START Extract
United States officials have filed charges against the co-founders of Tornado Cash, a popular crypto mixer, for money laundering, sanctions violations, and operating an unlicensed money-transmitting business. Roman Storm and Roman Semenov are facing a maximum sentence of 45 years in prison if convicted. Storm was arrested and released on bail, while Semenov has been added to the U.S. list of Specially Designated Nationals and Blocked Persons. Another co-founder, Alexey Pertsev, was arrested in the Netherlands in August on money laundering charges. The charges are part of a broader crackdown by the U.S. government on Tornado Cash, which is accused of laundering funds for the Lazarus Group, a North Korean hacking collective. The mixer is also implicated in other hacking incidents and is alleged to have laundered over $1 billion in ill-gotten gains.
END Extract
**What is needed:**
Extend the news item on the Tornado Cash charges, picking up after its final sentence.
START Study material
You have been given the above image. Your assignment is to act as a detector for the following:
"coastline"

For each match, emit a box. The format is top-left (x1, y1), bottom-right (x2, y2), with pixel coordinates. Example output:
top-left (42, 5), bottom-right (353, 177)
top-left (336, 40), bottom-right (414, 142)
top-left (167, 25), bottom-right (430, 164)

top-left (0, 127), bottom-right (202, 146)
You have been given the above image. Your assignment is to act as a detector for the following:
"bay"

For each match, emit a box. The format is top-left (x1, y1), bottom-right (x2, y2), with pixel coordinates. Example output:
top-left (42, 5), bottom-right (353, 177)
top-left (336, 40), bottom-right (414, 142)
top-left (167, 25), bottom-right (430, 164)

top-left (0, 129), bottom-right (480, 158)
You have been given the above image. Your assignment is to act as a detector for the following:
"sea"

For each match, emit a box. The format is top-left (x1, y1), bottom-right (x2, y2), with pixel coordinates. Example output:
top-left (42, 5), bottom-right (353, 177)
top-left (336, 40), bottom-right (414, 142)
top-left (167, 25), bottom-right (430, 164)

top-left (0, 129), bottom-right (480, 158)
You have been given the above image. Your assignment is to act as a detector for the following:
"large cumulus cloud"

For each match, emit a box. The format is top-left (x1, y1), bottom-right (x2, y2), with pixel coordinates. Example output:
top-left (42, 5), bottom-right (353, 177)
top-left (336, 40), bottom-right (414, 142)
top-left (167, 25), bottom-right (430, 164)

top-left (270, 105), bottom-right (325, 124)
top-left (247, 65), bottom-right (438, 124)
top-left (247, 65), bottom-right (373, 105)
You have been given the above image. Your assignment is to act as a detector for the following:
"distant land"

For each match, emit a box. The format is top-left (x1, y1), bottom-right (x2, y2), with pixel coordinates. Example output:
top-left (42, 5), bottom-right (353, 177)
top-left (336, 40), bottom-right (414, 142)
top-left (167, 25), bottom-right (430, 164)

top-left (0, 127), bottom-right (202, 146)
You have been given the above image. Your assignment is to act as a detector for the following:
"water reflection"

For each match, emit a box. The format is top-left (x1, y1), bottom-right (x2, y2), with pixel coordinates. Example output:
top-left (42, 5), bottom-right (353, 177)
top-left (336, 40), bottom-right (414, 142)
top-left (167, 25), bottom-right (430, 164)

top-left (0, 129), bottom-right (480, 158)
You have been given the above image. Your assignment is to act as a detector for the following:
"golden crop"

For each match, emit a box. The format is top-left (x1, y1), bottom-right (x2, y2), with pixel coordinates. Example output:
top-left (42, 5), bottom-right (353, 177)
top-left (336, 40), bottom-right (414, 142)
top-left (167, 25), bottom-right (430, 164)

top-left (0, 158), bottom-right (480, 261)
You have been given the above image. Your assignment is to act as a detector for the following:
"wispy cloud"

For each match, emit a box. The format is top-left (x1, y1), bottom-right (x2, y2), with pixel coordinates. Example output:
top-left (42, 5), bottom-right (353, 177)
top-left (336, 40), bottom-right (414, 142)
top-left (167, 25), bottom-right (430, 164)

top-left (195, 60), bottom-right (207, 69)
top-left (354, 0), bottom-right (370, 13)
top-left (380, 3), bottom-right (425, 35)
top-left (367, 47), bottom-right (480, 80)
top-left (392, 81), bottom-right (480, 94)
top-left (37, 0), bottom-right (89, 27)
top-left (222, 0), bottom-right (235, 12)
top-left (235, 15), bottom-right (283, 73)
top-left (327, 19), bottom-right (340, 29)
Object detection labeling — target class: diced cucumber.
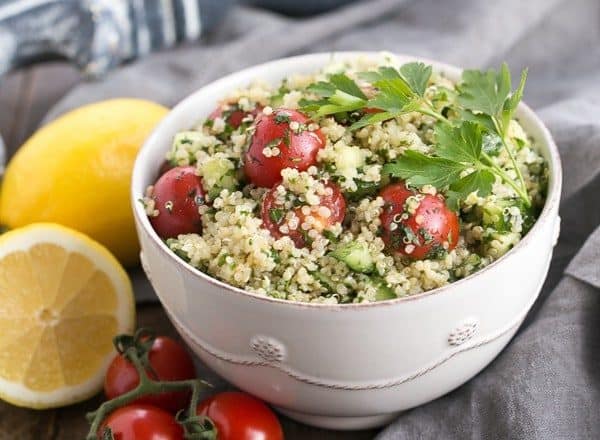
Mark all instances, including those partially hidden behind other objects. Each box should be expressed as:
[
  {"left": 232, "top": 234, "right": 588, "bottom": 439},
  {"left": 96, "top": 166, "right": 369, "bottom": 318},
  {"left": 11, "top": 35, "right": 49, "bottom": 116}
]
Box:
[
  {"left": 330, "top": 241, "right": 375, "bottom": 273},
  {"left": 200, "top": 157, "right": 238, "bottom": 190},
  {"left": 482, "top": 198, "right": 536, "bottom": 233},
  {"left": 311, "top": 270, "right": 336, "bottom": 293},
  {"left": 335, "top": 144, "right": 365, "bottom": 174},
  {"left": 371, "top": 276, "right": 398, "bottom": 301}
]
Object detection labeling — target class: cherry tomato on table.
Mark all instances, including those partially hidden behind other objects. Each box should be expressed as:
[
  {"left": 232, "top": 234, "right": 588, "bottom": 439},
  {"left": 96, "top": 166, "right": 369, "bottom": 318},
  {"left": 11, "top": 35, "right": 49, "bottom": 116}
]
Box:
[
  {"left": 207, "top": 104, "right": 262, "bottom": 129},
  {"left": 104, "top": 336, "right": 196, "bottom": 413},
  {"left": 379, "top": 183, "right": 459, "bottom": 260},
  {"left": 98, "top": 404, "right": 184, "bottom": 440},
  {"left": 261, "top": 182, "right": 346, "bottom": 248},
  {"left": 244, "top": 109, "right": 325, "bottom": 188},
  {"left": 150, "top": 166, "right": 205, "bottom": 239},
  {"left": 197, "top": 391, "right": 283, "bottom": 440}
]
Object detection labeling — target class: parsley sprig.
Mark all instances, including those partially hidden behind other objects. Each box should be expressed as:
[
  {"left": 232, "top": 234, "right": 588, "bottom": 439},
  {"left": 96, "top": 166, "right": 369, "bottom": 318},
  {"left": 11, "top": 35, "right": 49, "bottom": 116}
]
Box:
[
  {"left": 300, "top": 62, "right": 443, "bottom": 130},
  {"left": 300, "top": 62, "right": 531, "bottom": 209}
]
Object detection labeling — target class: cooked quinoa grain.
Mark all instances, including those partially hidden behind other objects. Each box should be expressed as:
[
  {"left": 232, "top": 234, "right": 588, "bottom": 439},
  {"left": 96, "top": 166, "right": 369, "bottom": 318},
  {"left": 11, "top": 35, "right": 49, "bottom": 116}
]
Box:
[{"left": 143, "top": 56, "right": 548, "bottom": 304}]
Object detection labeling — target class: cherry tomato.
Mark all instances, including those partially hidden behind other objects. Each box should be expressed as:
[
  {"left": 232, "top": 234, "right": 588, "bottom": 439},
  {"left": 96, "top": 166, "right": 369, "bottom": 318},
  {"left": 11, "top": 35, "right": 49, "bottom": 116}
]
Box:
[
  {"left": 158, "top": 160, "right": 175, "bottom": 177},
  {"left": 261, "top": 182, "right": 346, "bottom": 248},
  {"left": 380, "top": 183, "right": 459, "bottom": 260},
  {"left": 208, "top": 104, "right": 262, "bottom": 129},
  {"left": 98, "top": 404, "right": 184, "bottom": 440},
  {"left": 197, "top": 391, "right": 283, "bottom": 440},
  {"left": 104, "top": 336, "right": 196, "bottom": 413},
  {"left": 244, "top": 109, "right": 325, "bottom": 188},
  {"left": 150, "top": 166, "right": 205, "bottom": 239}
]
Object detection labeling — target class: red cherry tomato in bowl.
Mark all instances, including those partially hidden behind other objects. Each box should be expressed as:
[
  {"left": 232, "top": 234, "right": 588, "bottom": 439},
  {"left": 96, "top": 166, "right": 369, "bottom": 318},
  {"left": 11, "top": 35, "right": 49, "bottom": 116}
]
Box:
[
  {"left": 150, "top": 166, "right": 205, "bottom": 239},
  {"left": 379, "top": 183, "right": 459, "bottom": 260},
  {"left": 104, "top": 336, "right": 196, "bottom": 413},
  {"left": 261, "top": 182, "right": 346, "bottom": 248},
  {"left": 196, "top": 391, "right": 283, "bottom": 440},
  {"left": 98, "top": 404, "right": 184, "bottom": 440},
  {"left": 244, "top": 109, "right": 325, "bottom": 188}
]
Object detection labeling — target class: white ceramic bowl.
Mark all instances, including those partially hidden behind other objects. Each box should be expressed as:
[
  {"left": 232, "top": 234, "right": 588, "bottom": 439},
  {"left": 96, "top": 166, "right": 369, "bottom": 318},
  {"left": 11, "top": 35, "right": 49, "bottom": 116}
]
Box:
[{"left": 132, "top": 52, "right": 561, "bottom": 429}]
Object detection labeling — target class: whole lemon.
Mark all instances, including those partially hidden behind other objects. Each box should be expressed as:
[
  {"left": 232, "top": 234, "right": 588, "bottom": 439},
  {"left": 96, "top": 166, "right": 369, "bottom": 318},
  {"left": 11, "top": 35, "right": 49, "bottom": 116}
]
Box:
[{"left": 0, "top": 99, "right": 168, "bottom": 266}]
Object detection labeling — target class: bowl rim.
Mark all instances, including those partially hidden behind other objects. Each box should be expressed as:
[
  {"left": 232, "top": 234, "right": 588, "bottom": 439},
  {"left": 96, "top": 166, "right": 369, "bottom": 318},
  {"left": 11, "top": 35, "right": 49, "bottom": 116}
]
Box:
[{"left": 130, "top": 51, "right": 562, "bottom": 311}]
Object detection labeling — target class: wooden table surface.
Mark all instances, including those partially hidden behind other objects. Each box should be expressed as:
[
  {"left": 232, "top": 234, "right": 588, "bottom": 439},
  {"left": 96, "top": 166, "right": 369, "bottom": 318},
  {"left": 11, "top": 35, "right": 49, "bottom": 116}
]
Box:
[{"left": 0, "top": 63, "right": 376, "bottom": 440}]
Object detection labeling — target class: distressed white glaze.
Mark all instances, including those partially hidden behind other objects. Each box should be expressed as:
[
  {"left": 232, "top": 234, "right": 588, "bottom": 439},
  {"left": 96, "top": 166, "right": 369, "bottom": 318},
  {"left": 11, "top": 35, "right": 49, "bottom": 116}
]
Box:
[{"left": 132, "top": 52, "right": 561, "bottom": 429}]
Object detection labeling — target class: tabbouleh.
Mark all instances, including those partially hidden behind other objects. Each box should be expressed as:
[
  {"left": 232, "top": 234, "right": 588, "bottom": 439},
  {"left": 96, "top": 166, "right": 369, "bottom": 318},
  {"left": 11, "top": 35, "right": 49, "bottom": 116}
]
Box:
[{"left": 144, "top": 55, "right": 548, "bottom": 304}]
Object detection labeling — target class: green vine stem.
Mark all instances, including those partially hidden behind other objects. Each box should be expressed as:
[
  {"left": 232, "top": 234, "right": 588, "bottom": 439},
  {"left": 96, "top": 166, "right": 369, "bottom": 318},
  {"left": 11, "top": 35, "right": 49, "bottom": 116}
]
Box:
[{"left": 86, "top": 329, "right": 217, "bottom": 440}]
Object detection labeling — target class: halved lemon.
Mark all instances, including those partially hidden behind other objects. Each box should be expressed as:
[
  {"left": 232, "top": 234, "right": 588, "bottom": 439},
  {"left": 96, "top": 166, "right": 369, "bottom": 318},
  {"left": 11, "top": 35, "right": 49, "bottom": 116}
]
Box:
[{"left": 0, "top": 223, "right": 135, "bottom": 409}]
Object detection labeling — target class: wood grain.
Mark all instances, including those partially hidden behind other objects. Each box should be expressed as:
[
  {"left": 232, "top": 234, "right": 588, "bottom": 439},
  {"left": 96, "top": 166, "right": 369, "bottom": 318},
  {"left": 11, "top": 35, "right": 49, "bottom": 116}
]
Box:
[{"left": 0, "top": 63, "right": 376, "bottom": 440}]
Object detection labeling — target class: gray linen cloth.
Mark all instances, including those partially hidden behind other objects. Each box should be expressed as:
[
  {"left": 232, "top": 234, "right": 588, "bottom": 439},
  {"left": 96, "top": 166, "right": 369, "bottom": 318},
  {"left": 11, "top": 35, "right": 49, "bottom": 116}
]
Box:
[{"left": 49, "top": 0, "right": 600, "bottom": 439}]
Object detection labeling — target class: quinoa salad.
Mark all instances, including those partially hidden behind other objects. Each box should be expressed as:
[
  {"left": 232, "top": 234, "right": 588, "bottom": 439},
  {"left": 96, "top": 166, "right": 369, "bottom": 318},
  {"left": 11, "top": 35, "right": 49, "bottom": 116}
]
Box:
[{"left": 142, "top": 55, "right": 548, "bottom": 304}]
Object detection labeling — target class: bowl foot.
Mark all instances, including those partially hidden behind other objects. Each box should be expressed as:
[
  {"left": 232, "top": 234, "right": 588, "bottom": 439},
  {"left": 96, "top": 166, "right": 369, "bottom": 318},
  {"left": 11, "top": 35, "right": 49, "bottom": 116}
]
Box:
[{"left": 275, "top": 407, "right": 400, "bottom": 431}]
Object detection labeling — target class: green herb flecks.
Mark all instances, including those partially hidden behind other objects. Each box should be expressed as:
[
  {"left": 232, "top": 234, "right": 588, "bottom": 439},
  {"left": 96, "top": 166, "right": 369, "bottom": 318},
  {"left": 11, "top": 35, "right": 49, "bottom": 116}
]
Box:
[{"left": 269, "top": 208, "right": 284, "bottom": 225}]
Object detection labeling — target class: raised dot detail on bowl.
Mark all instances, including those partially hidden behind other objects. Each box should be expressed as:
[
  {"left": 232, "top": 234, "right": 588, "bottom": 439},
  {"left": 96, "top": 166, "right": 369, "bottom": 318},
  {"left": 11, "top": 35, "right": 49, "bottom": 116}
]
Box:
[
  {"left": 448, "top": 318, "right": 478, "bottom": 346},
  {"left": 250, "top": 335, "right": 285, "bottom": 362}
]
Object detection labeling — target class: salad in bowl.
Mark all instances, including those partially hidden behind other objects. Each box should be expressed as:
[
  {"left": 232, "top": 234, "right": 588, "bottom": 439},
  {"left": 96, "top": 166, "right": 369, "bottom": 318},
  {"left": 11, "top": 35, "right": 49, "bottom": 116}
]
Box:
[{"left": 142, "top": 56, "right": 548, "bottom": 304}]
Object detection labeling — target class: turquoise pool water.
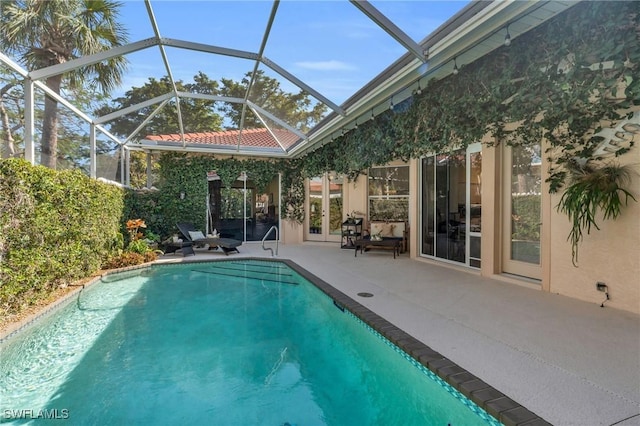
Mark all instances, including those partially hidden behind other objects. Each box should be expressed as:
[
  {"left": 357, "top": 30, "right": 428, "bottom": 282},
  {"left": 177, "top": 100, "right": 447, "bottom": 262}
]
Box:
[{"left": 0, "top": 261, "right": 498, "bottom": 426}]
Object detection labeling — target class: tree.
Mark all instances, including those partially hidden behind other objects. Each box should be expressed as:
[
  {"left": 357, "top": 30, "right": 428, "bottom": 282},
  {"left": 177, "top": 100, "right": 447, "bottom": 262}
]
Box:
[
  {"left": 220, "top": 70, "right": 326, "bottom": 132},
  {"left": 0, "top": 74, "right": 24, "bottom": 158},
  {"left": 0, "top": 0, "right": 127, "bottom": 168},
  {"left": 95, "top": 72, "right": 222, "bottom": 138}
]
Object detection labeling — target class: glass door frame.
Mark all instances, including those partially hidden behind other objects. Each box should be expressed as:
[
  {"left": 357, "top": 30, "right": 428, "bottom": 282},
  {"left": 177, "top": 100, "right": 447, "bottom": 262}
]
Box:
[
  {"left": 501, "top": 146, "right": 542, "bottom": 280},
  {"left": 419, "top": 142, "right": 482, "bottom": 269},
  {"left": 304, "top": 172, "right": 345, "bottom": 243}
]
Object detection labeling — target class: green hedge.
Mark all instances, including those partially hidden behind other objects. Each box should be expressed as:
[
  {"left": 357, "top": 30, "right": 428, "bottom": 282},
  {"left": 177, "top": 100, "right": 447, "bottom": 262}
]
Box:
[{"left": 0, "top": 159, "right": 124, "bottom": 316}]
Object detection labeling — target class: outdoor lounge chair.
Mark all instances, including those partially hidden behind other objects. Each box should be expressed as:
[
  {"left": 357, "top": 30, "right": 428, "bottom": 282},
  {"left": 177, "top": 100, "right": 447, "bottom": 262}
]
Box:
[{"left": 176, "top": 223, "right": 242, "bottom": 256}]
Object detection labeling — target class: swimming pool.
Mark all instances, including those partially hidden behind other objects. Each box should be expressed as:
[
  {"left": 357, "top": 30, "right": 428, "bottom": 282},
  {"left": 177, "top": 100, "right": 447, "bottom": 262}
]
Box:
[{"left": 0, "top": 260, "right": 508, "bottom": 425}]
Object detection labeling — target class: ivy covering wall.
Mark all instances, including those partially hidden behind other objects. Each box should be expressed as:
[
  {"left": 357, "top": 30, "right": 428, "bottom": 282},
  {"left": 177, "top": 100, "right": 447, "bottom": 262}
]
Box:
[
  {"left": 134, "top": 2, "right": 640, "bottom": 230},
  {"left": 300, "top": 1, "right": 640, "bottom": 192}
]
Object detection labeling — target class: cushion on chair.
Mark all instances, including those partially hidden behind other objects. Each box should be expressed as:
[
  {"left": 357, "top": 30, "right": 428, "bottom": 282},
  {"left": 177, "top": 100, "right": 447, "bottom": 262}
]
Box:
[
  {"left": 189, "top": 231, "right": 204, "bottom": 241},
  {"left": 380, "top": 223, "right": 396, "bottom": 237}
]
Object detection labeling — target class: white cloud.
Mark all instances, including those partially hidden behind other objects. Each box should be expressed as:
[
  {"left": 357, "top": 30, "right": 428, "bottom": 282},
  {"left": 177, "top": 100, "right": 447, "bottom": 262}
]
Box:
[{"left": 296, "top": 60, "right": 356, "bottom": 71}]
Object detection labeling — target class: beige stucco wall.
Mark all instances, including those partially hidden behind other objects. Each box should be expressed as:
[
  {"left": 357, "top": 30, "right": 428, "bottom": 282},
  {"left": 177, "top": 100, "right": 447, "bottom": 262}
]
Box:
[
  {"left": 296, "top": 140, "right": 640, "bottom": 314},
  {"left": 549, "top": 153, "right": 640, "bottom": 313}
]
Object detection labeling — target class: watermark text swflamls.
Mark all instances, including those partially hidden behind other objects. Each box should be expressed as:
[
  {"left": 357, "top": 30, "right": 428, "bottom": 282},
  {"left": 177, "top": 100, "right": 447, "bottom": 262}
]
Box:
[{"left": 2, "top": 408, "right": 69, "bottom": 420}]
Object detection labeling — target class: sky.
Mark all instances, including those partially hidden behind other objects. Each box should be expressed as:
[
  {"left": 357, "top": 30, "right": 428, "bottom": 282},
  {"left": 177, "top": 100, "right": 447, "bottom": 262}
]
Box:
[{"left": 115, "top": 0, "right": 469, "bottom": 105}]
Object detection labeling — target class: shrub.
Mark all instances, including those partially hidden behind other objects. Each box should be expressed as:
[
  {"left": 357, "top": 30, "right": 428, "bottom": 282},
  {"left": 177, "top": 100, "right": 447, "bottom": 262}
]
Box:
[{"left": 0, "top": 159, "right": 124, "bottom": 316}]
END Study material
**Task result:**
In other news, Sam Bankman-Fried, the founder of cryptocurrency exchange FTX, is reportedly having a difficult time in prison. Bankman-Fried, who is currently facing fraud charges, is said to be living on a diet of bread with peanut butter to accommodate his vegan needs and is running low on his prescription medication. His lawyers have requested better treatment for him in prison, and he has been granted permission to meet with his legal team outside of jail with 48 hours’ notice. Bankman-Fried will have approximately seven hours each day to prepare for his upcoming trial, which is scheduled to begin in October.
The mysterious Bitcoin wallet that recently became the third-largest holder of Bitcoin in the world has been identified as belonging to Robinhood: Jump Trading Custody, according to blockchain intelligence platform Arkham Intelligence. The wallet received its first Bitcoin in March and has since accumulated 118,000 BTC, worth $3.08 billion, in just over three months. The current largest Bitcoin wallets are reportedly owned by Binance and Bitfinex.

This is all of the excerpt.